— WHAT THE TASK ASKS —
Only the pictures are to be left out, and the rest of the entries should be reproduced exactly.

[Stored dataset items]
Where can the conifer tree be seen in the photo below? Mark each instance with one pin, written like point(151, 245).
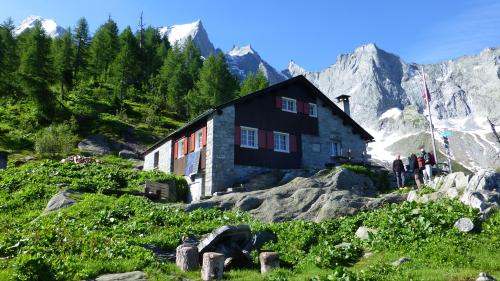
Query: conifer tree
point(253, 83)
point(63, 61)
point(125, 67)
point(216, 85)
point(36, 71)
point(82, 42)
point(104, 48)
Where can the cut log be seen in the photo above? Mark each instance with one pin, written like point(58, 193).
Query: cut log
point(268, 261)
point(187, 258)
point(213, 266)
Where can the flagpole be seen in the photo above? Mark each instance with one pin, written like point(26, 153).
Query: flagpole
point(427, 97)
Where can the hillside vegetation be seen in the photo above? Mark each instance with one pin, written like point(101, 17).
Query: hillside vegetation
point(126, 85)
point(104, 233)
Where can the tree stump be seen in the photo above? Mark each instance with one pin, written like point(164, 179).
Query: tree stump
point(213, 266)
point(187, 258)
point(268, 261)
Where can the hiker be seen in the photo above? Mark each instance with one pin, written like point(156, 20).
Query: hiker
point(428, 166)
point(413, 168)
point(398, 168)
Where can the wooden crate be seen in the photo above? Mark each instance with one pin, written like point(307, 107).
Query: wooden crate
point(161, 191)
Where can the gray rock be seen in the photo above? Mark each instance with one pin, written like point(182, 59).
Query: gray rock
point(400, 261)
point(96, 145)
point(127, 276)
point(127, 154)
point(316, 198)
point(59, 201)
point(485, 277)
point(464, 225)
point(363, 233)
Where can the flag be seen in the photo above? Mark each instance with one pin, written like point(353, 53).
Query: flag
point(426, 95)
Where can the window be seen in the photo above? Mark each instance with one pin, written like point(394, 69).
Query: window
point(156, 159)
point(198, 140)
point(180, 148)
point(249, 137)
point(289, 105)
point(313, 110)
point(336, 149)
point(281, 142)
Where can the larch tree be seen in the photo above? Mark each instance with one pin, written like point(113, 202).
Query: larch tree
point(82, 41)
point(63, 61)
point(104, 48)
point(35, 71)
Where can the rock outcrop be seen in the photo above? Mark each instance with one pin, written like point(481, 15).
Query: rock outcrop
point(481, 191)
point(315, 198)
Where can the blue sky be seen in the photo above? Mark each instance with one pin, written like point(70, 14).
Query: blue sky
point(312, 33)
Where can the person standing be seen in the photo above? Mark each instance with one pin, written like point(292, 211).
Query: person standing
point(428, 166)
point(398, 168)
point(413, 167)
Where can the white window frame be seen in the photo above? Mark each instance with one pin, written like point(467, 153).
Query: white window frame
point(180, 148)
point(244, 140)
point(198, 140)
point(338, 146)
point(287, 142)
point(287, 101)
point(313, 113)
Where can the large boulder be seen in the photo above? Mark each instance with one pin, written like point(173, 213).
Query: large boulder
point(315, 198)
point(98, 145)
point(59, 201)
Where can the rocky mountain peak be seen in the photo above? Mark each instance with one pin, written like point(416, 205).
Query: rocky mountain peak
point(50, 26)
point(178, 34)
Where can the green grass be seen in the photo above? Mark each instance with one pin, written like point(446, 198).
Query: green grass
point(103, 234)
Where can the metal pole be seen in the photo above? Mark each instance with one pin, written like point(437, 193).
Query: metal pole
point(430, 117)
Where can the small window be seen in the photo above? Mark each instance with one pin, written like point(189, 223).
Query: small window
point(156, 159)
point(281, 142)
point(336, 149)
point(289, 105)
point(313, 110)
point(180, 148)
point(198, 140)
point(316, 147)
point(249, 137)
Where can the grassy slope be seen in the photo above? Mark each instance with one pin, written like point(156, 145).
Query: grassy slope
point(103, 234)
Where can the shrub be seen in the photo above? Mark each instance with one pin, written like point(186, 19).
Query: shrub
point(55, 140)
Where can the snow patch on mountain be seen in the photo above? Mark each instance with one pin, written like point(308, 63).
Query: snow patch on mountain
point(393, 113)
point(50, 26)
point(178, 35)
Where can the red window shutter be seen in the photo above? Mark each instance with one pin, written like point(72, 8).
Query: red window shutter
point(306, 108)
point(300, 107)
point(191, 143)
point(204, 136)
point(175, 150)
point(237, 135)
point(262, 138)
point(270, 140)
point(293, 143)
point(279, 102)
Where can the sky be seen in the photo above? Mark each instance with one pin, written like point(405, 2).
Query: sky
point(312, 33)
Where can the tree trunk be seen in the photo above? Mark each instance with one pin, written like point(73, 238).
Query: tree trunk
point(213, 266)
point(187, 258)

— TASK ANSWER —
Where can the conifer tree be seen in the photo below? Mark each instance with one pin, written like point(151, 245).
Query: conifer tree
point(253, 83)
point(63, 61)
point(125, 67)
point(216, 85)
point(36, 71)
point(82, 42)
point(104, 48)
Where can the cut log be seen in the photo above? Mark each instance with one pin, written like point(58, 193).
Query: cut log
point(268, 261)
point(187, 258)
point(213, 266)
Where can the flagpole be seen in the photo above? Mark each instance with one pin, written like point(26, 153).
Query: flagpole
point(427, 97)
Where can the hillside vegetation be seen in the photo above? Mark each instance with one pin, written like point(101, 17).
Query: hillside vegetation
point(126, 85)
point(104, 233)
Where can the tree stump be seen in the photo above? Mark each instance with one pin, written like point(164, 179).
Query: tree stump
point(213, 266)
point(187, 258)
point(268, 261)
Where can the hiker be seen in the photo above? Mark each instance with one pin, written like point(156, 20).
Query: hiker
point(428, 166)
point(413, 168)
point(398, 168)
Where can the wooden crate be seen in the photo above? Mark each instance with one pin, written like point(307, 107).
Query: wooden crate
point(161, 191)
Where can the gray rock be seen in the photo above? Mark each instance with one pin, written like point(182, 59).
Query: gray rock
point(400, 261)
point(96, 145)
point(127, 276)
point(127, 154)
point(316, 198)
point(59, 201)
point(485, 277)
point(464, 225)
point(363, 233)
Where can the flag be seen in the photo above? Mark each instance with one pin, written like point(353, 53).
Query: flag
point(426, 95)
Where can the window be seen in the photo above? Mark each instance with one pin, written like point(394, 69).
Query: window
point(156, 159)
point(198, 140)
point(180, 148)
point(249, 137)
point(289, 105)
point(313, 110)
point(336, 149)
point(281, 142)
Where can the larch tree be seen in the photo above? Mark each instance with one pin, written like point(113, 202).
Query: larch tree
point(82, 41)
point(63, 61)
point(104, 48)
point(35, 71)
Where can the rock outcrop be seen in the photo above? Mark each instance with one pin, written like point(481, 15).
Query: rock outcrop
point(481, 191)
point(315, 198)
Where can the blue sky be seen in the photo above? Mark each instance with one pin, written like point(70, 14).
Query: blue sky
point(312, 33)
Where can the person standing be seen in the photo above? Mark each instance with one pin, written like point(292, 211).
Query: person standing
point(428, 166)
point(398, 168)
point(413, 167)
Where can the white window frame be seen in the photo above? Mark each instance with one pin, written like point(467, 153).
Query: white window frame
point(180, 148)
point(244, 140)
point(198, 140)
point(338, 146)
point(287, 142)
point(287, 101)
point(313, 113)
Where can the large boulder be seen in the photo above? Mark each instance with one pin, written like point(173, 213).
Query: large boulder
point(315, 198)
point(98, 145)
point(59, 201)
Where can the rocky mountain peak be seen in the photo above? Mark each instance with one pin, written like point(416, 205).
Query: rocky mountain peak
point(50, 26)
point(178, 34)
Where can the green grass be seen in the photo above? Mark each instance with one pin, written like point(446, 198).
Query: green grass
point(103, 234)
Where can the metal pole be seen in the photo above? Mark each instance with one pin, written like point(437, 193).
Query: metal pole
point(430, 117)
Where can the small window be seen in the photo above? Mark each instance with one pin, written like point(189, 223).
Query: small window
point(156, 159)
point(281, 142)
point(336, 149)
point(289, 105)
point(313, 110)
point(180, 148)
point(198, 140)
point(316, 147)
point(249, 137)
Where can the grassy slope be seen in the photo above? Mark each instance with one pin, written like point(156, 145).
Query: grassy slope
point(103, 234)
Where can the shrub be seen in the photo above? Mark each instance with one pin, written like point(186, 19).
Query: shrub
point(55, 140)
Where can the snow patch on mountain be seen in the photo above? Mark each instance with one pin, written like point(308, 63).
Query: snow patch on mountain
point(393, 113)
point(50, 26)
point(178, 35)
Where can the red window shutter be seen in the photo above? Mark each instance with one pin, written like point(72, 8).
Query: red window shutter
point(306, 108)
point(300, 107)
point(191, 143)
point(204, 136)
point(175, 150)
point(237, 135)
point(262, 138)
point(270, 140)
point(293, 143)
point(279, 102)
Where can the sky be seen in the photo above? Mark each instance with one pin, written like point(405, 2).
Query: sky
point(312, 33)
Where can the tree trunk be seen in the photo above? Mark each instance with one pin, written like point(73, 238).
Query: tree trunk
point(213, 266)
point(187, 258)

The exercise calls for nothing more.